• _Text block_:
(begin)
Friday, March 31, 2006

Goodbye to Crackpotville!

"No city invites the heart to come to life as San Francisco does. Arrival in San Francisco is an experience in living"~William Saroyan

Thursday meant it was Jen's day off work, and it became my second day in SF of doing absolutely nothing besides sitting on the couch. It's my vacation, dammit, and I don't have to do anything. Right?? Thursday night was dinner at old standby Cha Cha Cha for Sparky's 39th birthday with the Procsters, the Roger&Kellies and Ol' Dutch. The food hasn't changed here in 15 years - chicken paillard, warm spinach salad, marinated mushrooms and cajun shrimp are still cooked with gallons of cream and butter; sangrias are drunk; you still have to wait for a table; and the Latin American-styles alters lining the walls are striking. And honestly, it's still good.

My journey of pho took me to Turtle Tower on Larkin near the Phoenix for a bowl of Pho Tai made in the North Vietnamese style, meaning no herbs or bean sprouts, and a clearer, less dense broth. The noodles are hand-pulled (read: FRESH) and the broth is light with very little oil. Wow, it was really good pho made even better by a rainy SF day, although I think I prefer the Southern Vietnamese-style that first caused me to fall in love with pho....I met Sparky at the Walnut Creek BART station to go up to Arnold for the weekend, where Kellie and Roger have a cabin in the foothills of the Sierras. Arnold is about an hour Northwest of Yosemite, near Angels Camp and Sonora in old Gold Rush country. I got a tour on Saturday of your various Wild West sites, including the "Mark Twain Cabin", a structure (re)built in 2003 because he MIGHT have stayed on this hill while writing his first novel, "The Jumping Frog of Calaveras County". Quite a big trade in frogs and Twain paraphernalia in these parts. The old gold rush towns are pretty cool, varying between towns developed to attract weekend traffic from the Bay Area, and towns that are rundown with very little going on -- shades of small Ohio towns with no jobs. Nice to spend a couple days with the Sparkster and the Williams-Collins', and sharing their refuge from the city......Back to SF on Sunday night for time with Denise and her gorgeous 9-month old baby boy Dino. What a lovely, happy child, and great to see his mom in fine form as well. Motherhood is doing her good. We had a semi-pricey but only adequate dinner at Luna Park on Valencia Street, where we masqueraded in a photo as "that nice lesbian couple" for someone's parents who were visiting. A couple drinks and a music swap with EM at the 500 Club and then it was off to bed......
(end)
• _Listing_:
(begin)
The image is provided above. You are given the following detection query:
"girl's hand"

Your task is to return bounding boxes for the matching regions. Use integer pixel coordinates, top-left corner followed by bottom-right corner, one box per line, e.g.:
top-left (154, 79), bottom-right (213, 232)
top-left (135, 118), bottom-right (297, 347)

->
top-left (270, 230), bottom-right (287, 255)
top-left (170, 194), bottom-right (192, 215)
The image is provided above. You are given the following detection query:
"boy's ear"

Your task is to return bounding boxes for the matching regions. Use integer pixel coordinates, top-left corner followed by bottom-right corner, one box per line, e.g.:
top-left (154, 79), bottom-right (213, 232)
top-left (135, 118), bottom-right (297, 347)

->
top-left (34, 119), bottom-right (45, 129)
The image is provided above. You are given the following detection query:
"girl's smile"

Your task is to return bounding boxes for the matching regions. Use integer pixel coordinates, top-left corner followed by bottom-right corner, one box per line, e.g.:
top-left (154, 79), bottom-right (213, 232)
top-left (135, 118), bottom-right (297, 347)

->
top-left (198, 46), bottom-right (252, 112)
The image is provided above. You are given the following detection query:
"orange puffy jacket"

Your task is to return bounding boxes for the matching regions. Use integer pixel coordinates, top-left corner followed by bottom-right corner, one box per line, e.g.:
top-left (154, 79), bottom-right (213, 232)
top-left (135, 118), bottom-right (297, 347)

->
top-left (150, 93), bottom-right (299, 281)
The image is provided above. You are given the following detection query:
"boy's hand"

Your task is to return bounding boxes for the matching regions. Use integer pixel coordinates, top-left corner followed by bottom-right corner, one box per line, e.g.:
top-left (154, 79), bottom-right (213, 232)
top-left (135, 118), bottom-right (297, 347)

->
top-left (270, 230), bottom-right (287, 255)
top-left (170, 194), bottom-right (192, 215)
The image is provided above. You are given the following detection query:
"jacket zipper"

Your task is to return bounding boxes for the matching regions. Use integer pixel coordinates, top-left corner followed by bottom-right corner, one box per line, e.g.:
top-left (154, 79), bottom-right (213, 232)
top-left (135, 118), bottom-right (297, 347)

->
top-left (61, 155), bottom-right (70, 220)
(end)
• _Challenges_:
A: According to the San Francisco travel post, why was the "Mark Twain Cabin" rebuilt on that hill? Answer in one to three sentences.
B: Carry on the San Francisco travel post, picking up right after its final sentence.
The lines have nothing to do with what comes next.

• _Per-task answers_:
A: It was rebuilt in 2003 because Mark Twain might have stayed on that hill while writing his first novel, "The Jumping Frog of Calaveras County".

B:
And by Monday night, I was back in Brooklyn, the visit reconfirming for me that I do not want to live in SF again. Great to visit, surely miss my peeps out there, a gorgeous and a liveable big city, but living in Crackpotville is just not for me. (I really think SF has the highest rate of people who talk to themselves in public in the world) I can't quite put my finger on it, as to why I was so happy there once but now know that it's not where I want to be. I think I miss the edge and confrontation of NYC when I'm away, and while that gets tiresome too, I still find it invigorating and know that it's my home. I'm more comfortable here. Something about SF makes me want to tell racist jokes just to tweak the liberalist-of-liberal attitudes that come with California. And not that I disagree with the attitudes, but walking the PC party line all the time wears me out and makes me contrary. Lastly, I find myself wondering after a week of nostalgia for times past and renewing friendships, do old friends know you the best, or only know who you once were? And how do you absorb each others' changes, but still retain your connection?

Friday, March 24, 2006

San Francisco is a lady?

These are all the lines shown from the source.